▶ _Given task_: Extract all of the entries and set them down verbatim.

▶ _Materials provided_:
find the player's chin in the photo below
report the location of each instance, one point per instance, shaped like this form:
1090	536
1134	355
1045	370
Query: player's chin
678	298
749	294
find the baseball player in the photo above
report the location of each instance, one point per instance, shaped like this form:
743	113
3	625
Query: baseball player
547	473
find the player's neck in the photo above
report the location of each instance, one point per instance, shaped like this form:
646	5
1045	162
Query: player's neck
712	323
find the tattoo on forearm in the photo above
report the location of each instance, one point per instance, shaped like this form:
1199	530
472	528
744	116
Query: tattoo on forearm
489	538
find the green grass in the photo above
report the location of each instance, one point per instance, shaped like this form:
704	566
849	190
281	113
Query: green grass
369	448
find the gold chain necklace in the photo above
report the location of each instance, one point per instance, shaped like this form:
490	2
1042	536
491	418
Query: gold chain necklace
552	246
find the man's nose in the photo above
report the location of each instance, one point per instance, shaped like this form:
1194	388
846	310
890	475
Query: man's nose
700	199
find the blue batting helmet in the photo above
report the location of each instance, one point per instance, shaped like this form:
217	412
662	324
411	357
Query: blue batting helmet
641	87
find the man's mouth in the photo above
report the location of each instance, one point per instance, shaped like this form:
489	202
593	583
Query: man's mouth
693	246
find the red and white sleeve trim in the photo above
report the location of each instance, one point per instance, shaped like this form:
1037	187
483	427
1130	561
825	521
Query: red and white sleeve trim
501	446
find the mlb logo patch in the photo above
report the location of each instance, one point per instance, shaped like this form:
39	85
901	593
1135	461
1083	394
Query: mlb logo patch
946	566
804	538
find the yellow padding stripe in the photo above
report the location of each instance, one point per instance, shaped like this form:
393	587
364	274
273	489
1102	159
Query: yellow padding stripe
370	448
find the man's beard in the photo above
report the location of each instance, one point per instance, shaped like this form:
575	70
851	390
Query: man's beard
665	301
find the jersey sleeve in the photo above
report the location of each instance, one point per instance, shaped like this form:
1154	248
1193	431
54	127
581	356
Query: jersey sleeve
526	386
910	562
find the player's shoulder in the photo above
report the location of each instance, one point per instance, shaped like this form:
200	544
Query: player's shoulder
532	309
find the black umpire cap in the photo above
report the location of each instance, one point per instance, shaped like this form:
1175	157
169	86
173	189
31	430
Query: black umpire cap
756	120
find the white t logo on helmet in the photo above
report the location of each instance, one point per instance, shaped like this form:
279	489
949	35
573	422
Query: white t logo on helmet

▶ _Right answer_:
find the player's chin in the photo below
report the location of each instance, one point per instance, shaped like this form:
1090	536
1134	355
1045	370
Query: player's chin
678	298
749	294
find the baseball player in the photo above
report the location of each instance, one point per instance, shaped like this form:
743	113
3	625
Query: baseball player
547	473
find the player's neck in the photo above
report the location of each instance, one point per instance, shaped like this form:
646	5
1045	162
Query: player's neck
712	323
find the tattoo on forearm in the photo above
report the location of each instance, one point per instance, shaped like this form:
1199	530
472	528
744	116
Query: tattoo on forearm
489	538
find the green grass in the photo above
report the location of each instance, one point per instance, shaped like this form:
704	566
849	190
281	113
Query: green grass
369	448
find the gold chain necklace in the photo above
report the location of each instance, one point per instance, shaped like this form:
490	2
1042	536
491	418
Query: gold chain necklace
552	246
find the man's nose in the photo above
report the location of each instance, one point per instance, shaped like this form:
1194	388
846	310
890	475
Query: man's nose
700	199
find the blue batting helmet in the photo above
report the location of each instance, one point per instance, shaped like this form:
217	412
662	324
411	357
Query: blue batting helmet
641	87
find the man's mouth in the photo above
report the location of each instance, one point per instance, shaped like this form:
489	202
593	583
Query: man's mouth
693	246
find the red and white sleeve trim in the photo above
report the location of each instance, one point per instance, shaped like this form:
1037	187
483	427
1130	561
825	521
Query: red and white sleeve trim
501	446
find the mlb logo patch in the photo above
report the location of each instance, one point per instance, shaped like this form:
39	85
901	593
1135	461
1083	394
Query: mlb logo patch
946	566
804	538
find the yellow padding stripe in the photo above
report the location of each instance, one point per instance, shaped like this form:
393	587
364	274
273	489
1102	159
Query: yellow padding stripe
370	448
find the man's beard in the photo above
report the location of each instance, one point per instance, shaped like this form:
575	70
851	390
Query: man's beard
665	301
find the jersey sleeve in the photo above
report the location of each instance, one point per instance, shaped like this form:
1154	248
1193	431
54	127
581	356
Query: jersey sleeve
526	386
910	562
find the player's shoulder in the photo above
report the location of each instance, one point per instance, shaped like this form:
200	544
Query: player's shoulder
532	309
find the black umpire cap in the photo above
report the location of each instance, one point per instance, shaped like this form:
1175	157
169	86
173	189
31	430
Query: black umpire cap
756	120
find the white t logo on helmet in the photo above
report the location of each instance, one point per instance, shaped like this form:
279	489
949	35
573	422
Query: white t logo on helmet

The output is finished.